## Job 1
Using the John Meaney biography, explain in one to three sentences what recognition his first novel received.
## Job 2
Pick up the John Meaney biography at its final line and continue writing it from there.

## Page text
------------------------------------
John Meaney (born 1957 in London) is a British science fiction author.

Biography
Meaney grew up in London and Slough, England with his brother Colm (who is not the same as the Star Trek actor Colm Meaney). He has studied martial arts since childhood and has a black belt in shotokan karate. Meaney originally studied at Birmingham University and holds a combined degree in Physics and Computer Science from the Open University. He has done postgraduate work at Oxford University and is a part-time IT consultant.

Writing career
Meaney's science fiction began appearing in 1992 with "Spring Rain" in the July 1992 issue of Interzone. He has published over a dozen short pieces as of 2006. His novelette "Sharp Tang" was shortlisted for the British Science Fiction Association Award in 1995. His first and second novels, To Hold Infinity and Paradox, were on the BSFA shortlists for Best Novel in 1999 and 2001. To Hold Infinity was also selected as one of the Daily Telegraph'''s "Books of the Year" . He lives in Kent with his wife Yvonne.

Works

 To Hold Infinity (Bantam/Transworld, 1998)
------------------------------------
## Record list
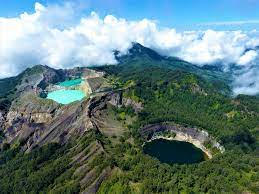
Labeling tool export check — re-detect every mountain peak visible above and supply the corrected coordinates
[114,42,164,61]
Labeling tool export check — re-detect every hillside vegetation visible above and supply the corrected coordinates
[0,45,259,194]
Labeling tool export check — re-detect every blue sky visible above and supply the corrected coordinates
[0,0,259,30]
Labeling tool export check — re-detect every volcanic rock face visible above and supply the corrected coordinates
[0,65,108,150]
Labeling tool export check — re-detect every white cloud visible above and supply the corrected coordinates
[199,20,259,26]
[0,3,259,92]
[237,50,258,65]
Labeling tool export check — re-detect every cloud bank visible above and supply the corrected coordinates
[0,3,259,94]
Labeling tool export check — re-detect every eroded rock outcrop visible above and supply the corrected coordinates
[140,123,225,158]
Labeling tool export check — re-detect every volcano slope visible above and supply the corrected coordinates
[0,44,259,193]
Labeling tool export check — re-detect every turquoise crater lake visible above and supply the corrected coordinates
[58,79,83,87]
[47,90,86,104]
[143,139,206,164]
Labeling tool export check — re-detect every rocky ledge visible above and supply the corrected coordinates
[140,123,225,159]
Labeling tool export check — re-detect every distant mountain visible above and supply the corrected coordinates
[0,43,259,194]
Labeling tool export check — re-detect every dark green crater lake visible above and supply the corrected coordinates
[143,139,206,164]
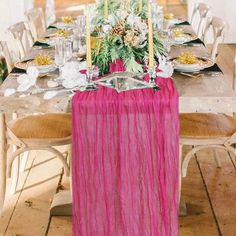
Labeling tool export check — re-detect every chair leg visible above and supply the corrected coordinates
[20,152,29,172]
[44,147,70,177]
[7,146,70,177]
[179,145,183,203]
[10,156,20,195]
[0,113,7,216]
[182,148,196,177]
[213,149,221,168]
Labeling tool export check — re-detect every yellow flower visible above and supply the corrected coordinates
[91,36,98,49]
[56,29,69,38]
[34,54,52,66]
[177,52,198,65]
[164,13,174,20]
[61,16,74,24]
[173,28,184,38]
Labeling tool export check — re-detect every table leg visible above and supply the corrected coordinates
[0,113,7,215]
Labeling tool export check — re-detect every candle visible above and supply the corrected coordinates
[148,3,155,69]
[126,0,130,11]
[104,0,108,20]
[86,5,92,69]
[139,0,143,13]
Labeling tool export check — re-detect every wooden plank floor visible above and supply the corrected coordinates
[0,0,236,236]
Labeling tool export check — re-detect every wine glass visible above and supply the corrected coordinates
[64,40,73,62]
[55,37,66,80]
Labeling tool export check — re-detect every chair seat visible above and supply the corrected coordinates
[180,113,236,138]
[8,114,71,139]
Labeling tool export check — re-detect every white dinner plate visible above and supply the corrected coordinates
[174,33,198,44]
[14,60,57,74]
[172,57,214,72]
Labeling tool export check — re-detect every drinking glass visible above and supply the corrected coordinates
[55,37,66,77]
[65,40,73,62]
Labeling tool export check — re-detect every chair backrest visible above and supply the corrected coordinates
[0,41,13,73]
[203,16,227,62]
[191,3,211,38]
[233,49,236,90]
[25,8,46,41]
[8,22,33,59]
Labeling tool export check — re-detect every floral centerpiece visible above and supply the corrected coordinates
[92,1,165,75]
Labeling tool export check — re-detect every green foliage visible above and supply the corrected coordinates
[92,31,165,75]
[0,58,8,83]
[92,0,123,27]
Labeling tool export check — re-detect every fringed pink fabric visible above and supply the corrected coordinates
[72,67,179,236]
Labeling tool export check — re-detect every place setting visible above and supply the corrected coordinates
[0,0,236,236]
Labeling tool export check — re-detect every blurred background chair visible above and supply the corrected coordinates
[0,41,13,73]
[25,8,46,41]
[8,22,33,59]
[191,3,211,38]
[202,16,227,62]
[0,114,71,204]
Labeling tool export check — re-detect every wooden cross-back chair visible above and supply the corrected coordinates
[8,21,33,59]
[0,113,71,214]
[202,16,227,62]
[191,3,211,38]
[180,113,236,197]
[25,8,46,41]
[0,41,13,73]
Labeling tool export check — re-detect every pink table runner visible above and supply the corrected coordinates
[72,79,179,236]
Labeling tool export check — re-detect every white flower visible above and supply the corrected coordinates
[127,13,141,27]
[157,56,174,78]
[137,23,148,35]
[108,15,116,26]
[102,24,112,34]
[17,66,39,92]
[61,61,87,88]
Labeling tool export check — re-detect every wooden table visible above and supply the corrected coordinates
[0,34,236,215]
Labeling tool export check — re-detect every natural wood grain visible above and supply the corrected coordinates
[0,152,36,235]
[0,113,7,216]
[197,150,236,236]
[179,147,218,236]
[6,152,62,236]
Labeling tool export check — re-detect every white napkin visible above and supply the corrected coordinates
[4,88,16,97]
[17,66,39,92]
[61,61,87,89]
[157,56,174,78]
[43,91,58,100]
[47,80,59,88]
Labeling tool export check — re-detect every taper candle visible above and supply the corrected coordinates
------------------------------------
## Expected answer 1
His first novel, To Hold Infinity, was on the British Science Fiction Association shortlist for Best Novel in 1999. The Daily Telegraph also selected it as one of its "Books of the Year."

## Expected answer 2
Nulapeiron Sequence
 Paradox (Bantam/Transworld, 2000)
 Context (Bantam/Transworld, 2002)
 Resolution (Bantam/Transworld, 2005)

Tristopolis
 Bone Song (Gollancz/Orion, 2007)
 Dark Blood (Gollancz/Orion, 2008) - released as Black Blood in the US in 2009
 Tristopolis Requiem (Self published, 2018)

Ragnarok
 Absorption (Gollancz/Orion, 2010)
 Transmission (Gollancz/Orion, 2012)
 Resonance (Gollancz/Orion, 2013)

Writing as Thomas Blackthorne
 Edge (Angry Robot, 2010)
 Point'' (Angry Robot, 2011)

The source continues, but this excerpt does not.